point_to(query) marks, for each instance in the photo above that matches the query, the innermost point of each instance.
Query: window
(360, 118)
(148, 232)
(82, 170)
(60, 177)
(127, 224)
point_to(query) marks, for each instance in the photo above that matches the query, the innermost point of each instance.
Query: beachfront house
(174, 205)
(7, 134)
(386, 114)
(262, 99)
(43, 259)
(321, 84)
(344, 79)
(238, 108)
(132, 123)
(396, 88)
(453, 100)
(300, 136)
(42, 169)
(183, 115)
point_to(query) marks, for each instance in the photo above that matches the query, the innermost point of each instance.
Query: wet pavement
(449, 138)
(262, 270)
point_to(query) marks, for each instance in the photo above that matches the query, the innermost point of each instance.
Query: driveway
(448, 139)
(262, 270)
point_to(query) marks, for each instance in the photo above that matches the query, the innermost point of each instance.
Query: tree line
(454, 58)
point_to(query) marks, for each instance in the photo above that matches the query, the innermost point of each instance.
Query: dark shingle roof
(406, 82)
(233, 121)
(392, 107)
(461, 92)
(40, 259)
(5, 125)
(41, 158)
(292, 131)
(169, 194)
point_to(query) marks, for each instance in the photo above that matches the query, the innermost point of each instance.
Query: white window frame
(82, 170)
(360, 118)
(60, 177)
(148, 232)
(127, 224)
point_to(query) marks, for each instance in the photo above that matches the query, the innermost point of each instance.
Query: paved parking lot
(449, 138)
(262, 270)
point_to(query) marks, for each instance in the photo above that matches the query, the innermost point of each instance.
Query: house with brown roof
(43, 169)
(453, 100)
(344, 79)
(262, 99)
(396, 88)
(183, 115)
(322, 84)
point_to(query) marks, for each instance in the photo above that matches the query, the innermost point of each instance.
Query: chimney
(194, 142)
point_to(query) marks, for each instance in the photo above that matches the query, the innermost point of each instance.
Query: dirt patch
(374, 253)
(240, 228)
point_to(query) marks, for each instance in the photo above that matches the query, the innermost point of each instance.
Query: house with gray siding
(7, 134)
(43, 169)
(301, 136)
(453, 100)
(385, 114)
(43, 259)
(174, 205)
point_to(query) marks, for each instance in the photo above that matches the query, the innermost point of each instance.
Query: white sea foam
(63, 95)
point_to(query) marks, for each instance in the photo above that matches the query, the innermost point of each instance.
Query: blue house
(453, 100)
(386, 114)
────────────────────
Exercise details:
Exactly as shown above, return every record.

Problem solution:
point_to(query) marks, for each instance in the photo above that matches the query, the innermost point of each instance.
Query: window
(360, 118)
(148, 232)
(82, 170)
(60, 177)
(127, 224)
point_to(query) marks, for each instance in the photo above that matches the query, the innermost point of each instance.
Query: beachfront house
(174, 205)
(7, 134)
(386, 114)
(262, 99)
(43, 259)
(321, 84)
(344, 79)
(238, 108)
(132, 123)
(396, 88)
(453, 100)
(300, 136)
(42, 169)
(183, 115)
point_to(query) marks, for each instance in the photo above that matches the query, the innermost point of each instance.
Query: wet pavement
(449, 138)
(262, 270)
point_to(query) marks, for each instance in the photo above that matches the query, the innermost point of each instance.
Query: driveway
(448, 139)
(262, 270)
point_to(query) marks, for each instance in the photo above that matches the query, the innermost point of each instance.
Query: tree line
(454, 58)
point_to(query) marks, for each instance in the photo above that matches the query, the innermost point of each instance.
Query: dark shingle roof
(406, 82)
(233, 121)
(392, 107)
(461, 92)
(40, 259)
(5, 125)
(41, 158)
(292, 131)
(169, 194)
point_to(query) marks, for each instance in the photo above that matches the query, the innermost point of each instance.
Query: white window frame
(82, 170)
(360, 118)
(60, 177)
(148, 232)
(127, 224)
point_to(query) marks, for each instance in the photo above that matches the query, the innermost point of each instance.
Query: paved parking lot
(449, 138)
(262, 270)
point_to(query) marks, for each instance in the photo above that matches the query, the innermost point of each instance.
Query: house with brown roof
(43, 169)
(453, 100)
(344, 79)
(262, 99)
(396, 88)
(183, 115)
(322, 84)
point_to(query) marks, for each instance in the photo above that matches the query, the innermost point of each instance.
Query: chimney
(194, 142)
point_to(query) marks, for each instance in the photo above that matches the query, the innermost point of each instance.
Query: dirt patch
(374, 253)
(240, 228)
point_to(query) marks, for each instance in the photo above that matches the query, the innermost point of each instance.
Query: house with gray siding
(7, 134)
(43, 169)
(301, 136)
(453, 100)
(385, 114)
(43, 259)
(174, 205)
point_to(query) marks, for each instance in the photo above that matches the query, the innermost point of each instance.
Query: white sea foam
(63, 95)
point_to(query) marks, for each instance in the photo above that matches the query, the innermost point of each instance.
Query: blue house
(453, 100)
(386, 114)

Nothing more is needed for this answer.